Your assignment:
In the lines below, find the one that contains "# return one point per instance of the house, each" and write it out exactly, along with every line that follows it.

####################

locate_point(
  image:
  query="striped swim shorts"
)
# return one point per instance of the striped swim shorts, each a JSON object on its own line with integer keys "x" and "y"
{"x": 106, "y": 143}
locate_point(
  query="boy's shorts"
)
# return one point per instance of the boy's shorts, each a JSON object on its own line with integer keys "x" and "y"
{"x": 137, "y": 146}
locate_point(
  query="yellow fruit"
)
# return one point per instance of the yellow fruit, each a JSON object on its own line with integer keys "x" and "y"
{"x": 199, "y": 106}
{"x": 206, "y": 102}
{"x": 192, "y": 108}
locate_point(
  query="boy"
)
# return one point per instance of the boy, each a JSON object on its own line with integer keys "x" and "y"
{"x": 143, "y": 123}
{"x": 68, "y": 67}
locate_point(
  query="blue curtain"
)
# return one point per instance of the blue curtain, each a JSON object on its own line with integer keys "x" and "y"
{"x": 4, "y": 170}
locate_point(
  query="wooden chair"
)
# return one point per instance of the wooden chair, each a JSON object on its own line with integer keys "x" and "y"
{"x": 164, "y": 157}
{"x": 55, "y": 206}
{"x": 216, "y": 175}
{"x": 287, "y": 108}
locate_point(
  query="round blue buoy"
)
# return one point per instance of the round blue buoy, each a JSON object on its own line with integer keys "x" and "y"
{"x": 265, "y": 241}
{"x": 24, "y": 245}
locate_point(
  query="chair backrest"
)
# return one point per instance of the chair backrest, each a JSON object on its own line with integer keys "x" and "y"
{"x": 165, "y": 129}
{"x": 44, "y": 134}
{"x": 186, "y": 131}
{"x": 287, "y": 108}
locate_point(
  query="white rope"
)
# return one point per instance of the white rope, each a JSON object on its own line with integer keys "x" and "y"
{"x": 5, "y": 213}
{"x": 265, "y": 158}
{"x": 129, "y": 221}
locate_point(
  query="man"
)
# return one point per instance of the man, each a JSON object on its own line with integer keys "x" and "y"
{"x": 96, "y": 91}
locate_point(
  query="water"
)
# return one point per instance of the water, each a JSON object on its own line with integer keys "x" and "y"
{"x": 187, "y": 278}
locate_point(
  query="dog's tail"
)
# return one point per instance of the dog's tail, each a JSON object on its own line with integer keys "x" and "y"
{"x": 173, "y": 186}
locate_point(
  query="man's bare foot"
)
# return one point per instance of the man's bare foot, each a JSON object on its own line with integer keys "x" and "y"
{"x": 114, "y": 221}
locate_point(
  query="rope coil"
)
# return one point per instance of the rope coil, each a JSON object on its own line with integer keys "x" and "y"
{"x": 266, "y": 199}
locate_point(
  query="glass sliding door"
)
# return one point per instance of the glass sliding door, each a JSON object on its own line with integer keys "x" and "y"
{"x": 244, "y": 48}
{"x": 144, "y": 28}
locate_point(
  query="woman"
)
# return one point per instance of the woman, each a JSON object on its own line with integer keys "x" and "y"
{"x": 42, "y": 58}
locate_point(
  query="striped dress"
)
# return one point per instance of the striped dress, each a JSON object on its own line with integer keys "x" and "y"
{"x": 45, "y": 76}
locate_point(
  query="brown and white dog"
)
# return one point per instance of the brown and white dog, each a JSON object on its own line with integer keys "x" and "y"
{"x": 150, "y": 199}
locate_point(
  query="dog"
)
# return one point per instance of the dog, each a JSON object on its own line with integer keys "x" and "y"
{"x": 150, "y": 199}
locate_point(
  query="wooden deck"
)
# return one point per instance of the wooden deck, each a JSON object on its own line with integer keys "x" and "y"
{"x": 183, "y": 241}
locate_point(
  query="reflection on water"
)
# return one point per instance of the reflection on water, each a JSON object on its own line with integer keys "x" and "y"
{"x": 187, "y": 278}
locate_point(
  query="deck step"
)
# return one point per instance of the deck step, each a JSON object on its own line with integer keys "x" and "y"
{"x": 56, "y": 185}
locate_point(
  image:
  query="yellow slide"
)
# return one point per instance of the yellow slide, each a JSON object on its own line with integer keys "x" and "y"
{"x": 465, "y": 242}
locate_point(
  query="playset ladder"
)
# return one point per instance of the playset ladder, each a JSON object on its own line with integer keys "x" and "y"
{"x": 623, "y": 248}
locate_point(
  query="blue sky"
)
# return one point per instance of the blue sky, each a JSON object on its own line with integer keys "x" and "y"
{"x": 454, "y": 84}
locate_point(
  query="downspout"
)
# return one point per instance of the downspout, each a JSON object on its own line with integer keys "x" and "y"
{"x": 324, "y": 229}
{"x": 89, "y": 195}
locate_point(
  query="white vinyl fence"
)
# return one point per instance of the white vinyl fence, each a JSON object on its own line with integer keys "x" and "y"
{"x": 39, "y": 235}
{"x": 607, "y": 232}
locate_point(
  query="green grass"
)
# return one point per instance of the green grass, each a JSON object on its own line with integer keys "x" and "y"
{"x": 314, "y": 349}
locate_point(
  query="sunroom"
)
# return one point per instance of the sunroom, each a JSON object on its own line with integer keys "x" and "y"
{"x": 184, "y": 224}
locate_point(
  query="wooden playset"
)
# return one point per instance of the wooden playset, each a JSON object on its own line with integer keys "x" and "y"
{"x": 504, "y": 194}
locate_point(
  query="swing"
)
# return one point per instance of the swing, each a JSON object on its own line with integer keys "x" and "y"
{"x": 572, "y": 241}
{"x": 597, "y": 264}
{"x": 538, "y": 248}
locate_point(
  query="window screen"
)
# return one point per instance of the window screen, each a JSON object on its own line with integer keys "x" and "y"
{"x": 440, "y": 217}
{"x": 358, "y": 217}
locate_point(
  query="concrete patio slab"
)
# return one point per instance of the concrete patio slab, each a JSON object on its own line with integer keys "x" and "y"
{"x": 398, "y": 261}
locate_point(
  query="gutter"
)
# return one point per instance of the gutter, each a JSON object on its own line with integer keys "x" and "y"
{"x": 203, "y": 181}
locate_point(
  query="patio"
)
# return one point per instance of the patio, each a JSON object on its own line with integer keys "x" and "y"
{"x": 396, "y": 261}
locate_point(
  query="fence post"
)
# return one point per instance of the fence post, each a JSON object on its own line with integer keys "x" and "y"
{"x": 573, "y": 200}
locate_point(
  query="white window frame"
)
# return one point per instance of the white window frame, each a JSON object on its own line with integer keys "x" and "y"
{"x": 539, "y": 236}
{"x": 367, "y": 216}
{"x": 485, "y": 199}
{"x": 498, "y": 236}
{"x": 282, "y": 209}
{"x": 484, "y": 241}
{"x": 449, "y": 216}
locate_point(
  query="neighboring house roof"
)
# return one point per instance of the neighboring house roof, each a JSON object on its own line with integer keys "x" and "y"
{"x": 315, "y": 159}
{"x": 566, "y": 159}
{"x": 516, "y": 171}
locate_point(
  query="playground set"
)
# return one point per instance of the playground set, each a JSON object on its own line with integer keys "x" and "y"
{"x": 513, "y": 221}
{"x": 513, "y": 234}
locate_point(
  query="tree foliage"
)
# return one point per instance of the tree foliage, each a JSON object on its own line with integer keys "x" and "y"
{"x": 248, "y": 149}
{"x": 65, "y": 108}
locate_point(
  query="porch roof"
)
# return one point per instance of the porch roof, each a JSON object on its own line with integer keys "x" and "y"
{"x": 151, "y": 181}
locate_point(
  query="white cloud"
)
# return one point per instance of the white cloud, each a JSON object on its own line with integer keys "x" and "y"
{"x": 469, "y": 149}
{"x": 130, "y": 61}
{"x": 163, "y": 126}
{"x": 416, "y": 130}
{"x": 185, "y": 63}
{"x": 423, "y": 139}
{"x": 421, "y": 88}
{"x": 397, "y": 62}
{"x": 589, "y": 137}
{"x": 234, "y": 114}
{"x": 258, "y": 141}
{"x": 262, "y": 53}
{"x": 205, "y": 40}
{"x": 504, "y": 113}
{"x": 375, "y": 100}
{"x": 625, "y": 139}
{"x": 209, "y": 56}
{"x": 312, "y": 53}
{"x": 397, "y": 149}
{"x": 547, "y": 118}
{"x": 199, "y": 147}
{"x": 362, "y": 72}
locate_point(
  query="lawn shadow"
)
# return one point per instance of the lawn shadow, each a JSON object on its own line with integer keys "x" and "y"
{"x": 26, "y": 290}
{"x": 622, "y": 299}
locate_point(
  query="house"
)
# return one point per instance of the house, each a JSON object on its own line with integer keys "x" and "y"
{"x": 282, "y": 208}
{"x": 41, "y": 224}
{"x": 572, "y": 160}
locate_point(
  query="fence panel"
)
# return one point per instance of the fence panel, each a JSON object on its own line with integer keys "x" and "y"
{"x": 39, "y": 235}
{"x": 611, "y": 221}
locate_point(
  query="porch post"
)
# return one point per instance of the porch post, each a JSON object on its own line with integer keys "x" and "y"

####################

Output below:
# return one point per instance of the house, each a JSON object on its own line with integer keys "x" and "y"
{"x": 282, "y": 208}
{"x": 41, "y": 224}
{"x": 572, "y": 160}
locate_point(
  query="fence panel"
)
# return one point per instance of the fence panel, each a JSON object on its own line with integer keys "x" and "y"
{"x": 39, "y": 235}
{"x": 611, "y": 221}
locate_point(
  query="porch post"
)
# return one point per instance of the porch post, each a JSON object on its own line with integer keys "x" and "y"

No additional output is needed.